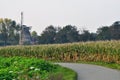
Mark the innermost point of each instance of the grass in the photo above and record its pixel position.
(104, 64)
(21, 68)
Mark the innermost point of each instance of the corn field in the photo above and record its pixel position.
(105, 51)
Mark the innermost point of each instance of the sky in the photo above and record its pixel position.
(84, 14)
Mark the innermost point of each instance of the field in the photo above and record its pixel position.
(105, 53)
(19, 68)
(100, 51)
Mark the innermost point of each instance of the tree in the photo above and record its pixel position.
(34, 37)
(85, 36)
(7, 29)
(103, 33)
(115, 30)
(48, 35)
(69, 33)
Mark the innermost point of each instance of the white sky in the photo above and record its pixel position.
(88, 14)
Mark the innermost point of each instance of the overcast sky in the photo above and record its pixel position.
(87, 14)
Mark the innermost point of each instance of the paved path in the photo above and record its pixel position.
(93, 72)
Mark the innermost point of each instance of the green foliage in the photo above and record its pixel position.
(106, 51)
(20, 68)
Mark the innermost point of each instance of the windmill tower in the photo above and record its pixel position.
(21, 28)
(25, 36)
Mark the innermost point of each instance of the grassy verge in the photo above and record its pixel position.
(104, 64)
(21, 68)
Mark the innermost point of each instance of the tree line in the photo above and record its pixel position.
(9, 33)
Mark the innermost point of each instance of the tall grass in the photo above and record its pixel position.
(106, 51)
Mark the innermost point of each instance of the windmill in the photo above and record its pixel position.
(25, 36)
(21, 28)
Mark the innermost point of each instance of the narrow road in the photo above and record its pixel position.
(92, 72)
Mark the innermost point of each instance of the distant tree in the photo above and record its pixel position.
(115, 30)
(34, 37)
(48, 35)
(85, 36)
(69, 33)
(7, 29)
(103, 33)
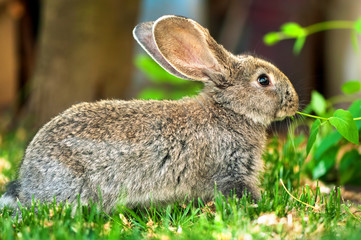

:::::

The problem = The lines above should be transcribed exactly, with every image removed.

Exercise output =
Mark the innermost point of each instance of the grass in the photo above and record its pixel position.
(104, 64)
(21, 68)
Mark the innermost point of each instance of the corn field in the photo above and record its pixel position.
(105, 51)
Mark the innermost point of each instance of the sky in the photo above and record its pixel position.
(84, 14)
Mark the innermost point of each instance of the field in the photo above and record its pixel position.
(105, 53)
(19, 68)
(100, 51)
Mark the innermost point of each instance of the tree in the photo above and record its pixel position.
(34, 37)
(85, 36)
(7, 29)
(103, 33)
(115, 30)
(48, 35)
(69, 33)
Mark the innermost point of each instance of the white sky in the photo above and record its pixel position.
(88, 14)
Mark the innermost point of each instance of the overcast sky in the photo above and record its pixel position.
(87, 14)
Mark the innermost point of each instance of the paved path in the photo above and record its pixel position.
(93, 72)
Mark the innermost point of each instance of the green foliage in the photo above and record its pixel position.
(106, 51)
(20, 68)
Mark the innermost point of each instance of the windmill tower in the photo above and record its pixel position.
(21, 28)
(25, 36)
Mark the innermost point of each instance of the grassy verge in the photo above and record its pixel position.
(104, 64)
(21, 68)
Mark the innermost point of each instance of the tree line in the photo above and record its pixel position.
(9, 33)
Mark the innermost point of each instance of the tall grass in the photo above and record its pixel position.
(106, 51)
Mark the innermost point of each instance of the windmill in the photo above and record its pixel position.
(25, 36)
(21, 28)
Mark the innermost point of each instance of the narrow road in the photo above and record its pixel position.
(92, 72)
Mark the innermost point of each instance of the distant tree in the photo above and record its pixel position.
(115, 30)
(34, 37)
(48, 35)
(85, 36)
(69, 33)
(7, 29)
(103, 33)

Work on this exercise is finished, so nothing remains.